[REQUIREMENT] Tally the lines in the listing below that contain the string "blonde", treating uppercase and lowercase as different, and reply with the number alone.

Entries from a dataset:
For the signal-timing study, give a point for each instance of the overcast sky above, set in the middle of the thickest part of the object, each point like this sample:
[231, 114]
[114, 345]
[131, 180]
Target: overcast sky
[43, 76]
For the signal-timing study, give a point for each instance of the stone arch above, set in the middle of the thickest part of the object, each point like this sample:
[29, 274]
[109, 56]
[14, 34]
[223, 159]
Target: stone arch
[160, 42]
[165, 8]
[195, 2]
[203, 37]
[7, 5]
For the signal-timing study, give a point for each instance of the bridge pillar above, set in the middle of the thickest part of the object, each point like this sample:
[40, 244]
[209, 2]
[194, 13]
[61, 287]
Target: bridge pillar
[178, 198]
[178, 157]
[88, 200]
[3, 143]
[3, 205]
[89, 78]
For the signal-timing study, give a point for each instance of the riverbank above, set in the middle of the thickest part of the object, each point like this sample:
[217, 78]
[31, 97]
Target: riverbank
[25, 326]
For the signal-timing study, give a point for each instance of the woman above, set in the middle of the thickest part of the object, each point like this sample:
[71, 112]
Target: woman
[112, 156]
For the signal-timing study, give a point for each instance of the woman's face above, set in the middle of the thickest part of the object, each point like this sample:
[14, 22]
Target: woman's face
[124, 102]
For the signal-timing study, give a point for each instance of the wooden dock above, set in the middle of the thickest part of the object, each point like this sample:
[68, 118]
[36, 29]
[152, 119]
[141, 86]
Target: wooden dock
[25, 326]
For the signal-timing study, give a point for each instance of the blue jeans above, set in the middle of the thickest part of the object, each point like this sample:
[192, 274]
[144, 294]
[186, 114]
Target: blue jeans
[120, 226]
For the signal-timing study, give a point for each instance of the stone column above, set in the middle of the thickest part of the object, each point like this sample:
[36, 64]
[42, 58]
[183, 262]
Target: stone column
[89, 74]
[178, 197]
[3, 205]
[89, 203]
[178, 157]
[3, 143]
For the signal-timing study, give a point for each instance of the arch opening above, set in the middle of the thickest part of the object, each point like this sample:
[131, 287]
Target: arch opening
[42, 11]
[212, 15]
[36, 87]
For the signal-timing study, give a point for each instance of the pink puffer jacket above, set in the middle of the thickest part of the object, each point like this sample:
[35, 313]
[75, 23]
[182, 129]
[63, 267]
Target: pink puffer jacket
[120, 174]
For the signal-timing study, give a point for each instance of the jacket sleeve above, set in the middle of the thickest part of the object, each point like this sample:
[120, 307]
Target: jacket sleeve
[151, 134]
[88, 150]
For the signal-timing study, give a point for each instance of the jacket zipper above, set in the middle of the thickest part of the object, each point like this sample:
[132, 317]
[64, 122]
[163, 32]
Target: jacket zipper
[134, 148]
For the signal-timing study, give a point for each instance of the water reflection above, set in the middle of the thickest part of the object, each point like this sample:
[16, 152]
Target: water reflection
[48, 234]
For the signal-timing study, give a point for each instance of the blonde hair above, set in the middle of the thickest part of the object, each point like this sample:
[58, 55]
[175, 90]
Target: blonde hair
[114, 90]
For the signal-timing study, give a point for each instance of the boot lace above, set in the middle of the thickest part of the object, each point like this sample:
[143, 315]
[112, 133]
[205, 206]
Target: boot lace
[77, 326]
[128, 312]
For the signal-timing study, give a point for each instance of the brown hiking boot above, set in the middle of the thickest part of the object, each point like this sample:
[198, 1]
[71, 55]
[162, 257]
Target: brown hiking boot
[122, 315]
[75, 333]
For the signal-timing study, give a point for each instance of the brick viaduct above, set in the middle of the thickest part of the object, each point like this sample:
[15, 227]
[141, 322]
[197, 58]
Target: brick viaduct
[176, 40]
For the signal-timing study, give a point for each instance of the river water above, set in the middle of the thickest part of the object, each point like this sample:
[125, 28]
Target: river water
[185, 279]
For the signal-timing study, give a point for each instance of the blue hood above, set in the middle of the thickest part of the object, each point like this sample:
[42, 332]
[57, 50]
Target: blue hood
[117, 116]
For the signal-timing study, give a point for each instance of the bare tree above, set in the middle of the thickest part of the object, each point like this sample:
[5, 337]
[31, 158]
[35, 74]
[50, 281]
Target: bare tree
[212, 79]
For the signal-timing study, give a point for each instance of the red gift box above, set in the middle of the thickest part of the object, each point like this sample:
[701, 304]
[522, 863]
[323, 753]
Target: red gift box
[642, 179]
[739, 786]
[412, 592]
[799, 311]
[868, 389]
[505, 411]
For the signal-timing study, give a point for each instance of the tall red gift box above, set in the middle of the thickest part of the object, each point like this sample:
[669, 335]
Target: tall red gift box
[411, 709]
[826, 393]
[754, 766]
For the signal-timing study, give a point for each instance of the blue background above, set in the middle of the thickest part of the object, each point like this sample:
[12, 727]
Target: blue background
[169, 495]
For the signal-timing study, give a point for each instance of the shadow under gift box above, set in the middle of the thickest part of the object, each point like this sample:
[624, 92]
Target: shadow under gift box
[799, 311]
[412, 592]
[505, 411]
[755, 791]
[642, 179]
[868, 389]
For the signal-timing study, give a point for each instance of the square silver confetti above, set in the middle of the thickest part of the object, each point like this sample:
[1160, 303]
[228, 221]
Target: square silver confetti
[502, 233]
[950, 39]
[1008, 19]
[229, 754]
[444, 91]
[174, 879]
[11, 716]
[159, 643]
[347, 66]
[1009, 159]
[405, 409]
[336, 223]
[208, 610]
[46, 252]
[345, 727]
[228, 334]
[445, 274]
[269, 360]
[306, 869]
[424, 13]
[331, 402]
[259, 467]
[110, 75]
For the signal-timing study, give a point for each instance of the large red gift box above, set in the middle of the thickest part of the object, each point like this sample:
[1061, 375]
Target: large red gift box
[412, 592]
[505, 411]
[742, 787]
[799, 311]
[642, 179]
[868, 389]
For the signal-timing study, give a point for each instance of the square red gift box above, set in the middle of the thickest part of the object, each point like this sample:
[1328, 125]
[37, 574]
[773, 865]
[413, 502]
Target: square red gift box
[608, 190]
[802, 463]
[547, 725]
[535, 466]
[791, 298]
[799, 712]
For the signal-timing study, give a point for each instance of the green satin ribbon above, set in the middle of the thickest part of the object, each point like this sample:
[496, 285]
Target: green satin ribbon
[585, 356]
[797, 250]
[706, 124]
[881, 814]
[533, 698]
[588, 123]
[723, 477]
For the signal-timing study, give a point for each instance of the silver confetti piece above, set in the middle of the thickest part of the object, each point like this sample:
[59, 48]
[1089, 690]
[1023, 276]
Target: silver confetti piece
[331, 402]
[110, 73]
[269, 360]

...

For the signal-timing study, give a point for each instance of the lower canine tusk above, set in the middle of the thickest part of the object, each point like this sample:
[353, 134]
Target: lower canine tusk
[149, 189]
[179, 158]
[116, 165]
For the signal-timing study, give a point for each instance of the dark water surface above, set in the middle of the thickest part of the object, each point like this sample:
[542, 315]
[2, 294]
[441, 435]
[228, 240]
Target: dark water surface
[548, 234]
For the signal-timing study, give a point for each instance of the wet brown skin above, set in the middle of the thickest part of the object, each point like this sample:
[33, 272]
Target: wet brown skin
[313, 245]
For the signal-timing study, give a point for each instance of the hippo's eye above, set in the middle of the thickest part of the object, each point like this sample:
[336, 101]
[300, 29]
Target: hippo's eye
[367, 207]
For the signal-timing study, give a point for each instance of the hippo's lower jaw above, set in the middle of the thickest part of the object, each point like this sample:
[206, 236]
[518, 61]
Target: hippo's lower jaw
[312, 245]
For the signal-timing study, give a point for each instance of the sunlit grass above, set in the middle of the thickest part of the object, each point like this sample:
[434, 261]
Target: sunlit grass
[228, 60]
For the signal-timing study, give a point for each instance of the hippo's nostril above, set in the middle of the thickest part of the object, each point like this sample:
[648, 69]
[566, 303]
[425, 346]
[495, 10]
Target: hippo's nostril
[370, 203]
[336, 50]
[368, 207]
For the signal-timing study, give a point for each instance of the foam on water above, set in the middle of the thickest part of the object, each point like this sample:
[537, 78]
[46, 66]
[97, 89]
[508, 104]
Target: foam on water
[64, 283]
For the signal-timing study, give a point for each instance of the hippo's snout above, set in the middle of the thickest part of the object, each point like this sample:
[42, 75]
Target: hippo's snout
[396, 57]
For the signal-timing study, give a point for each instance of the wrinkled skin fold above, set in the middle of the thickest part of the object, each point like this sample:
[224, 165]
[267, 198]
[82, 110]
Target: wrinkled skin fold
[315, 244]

[FINISHED ANSWER] 2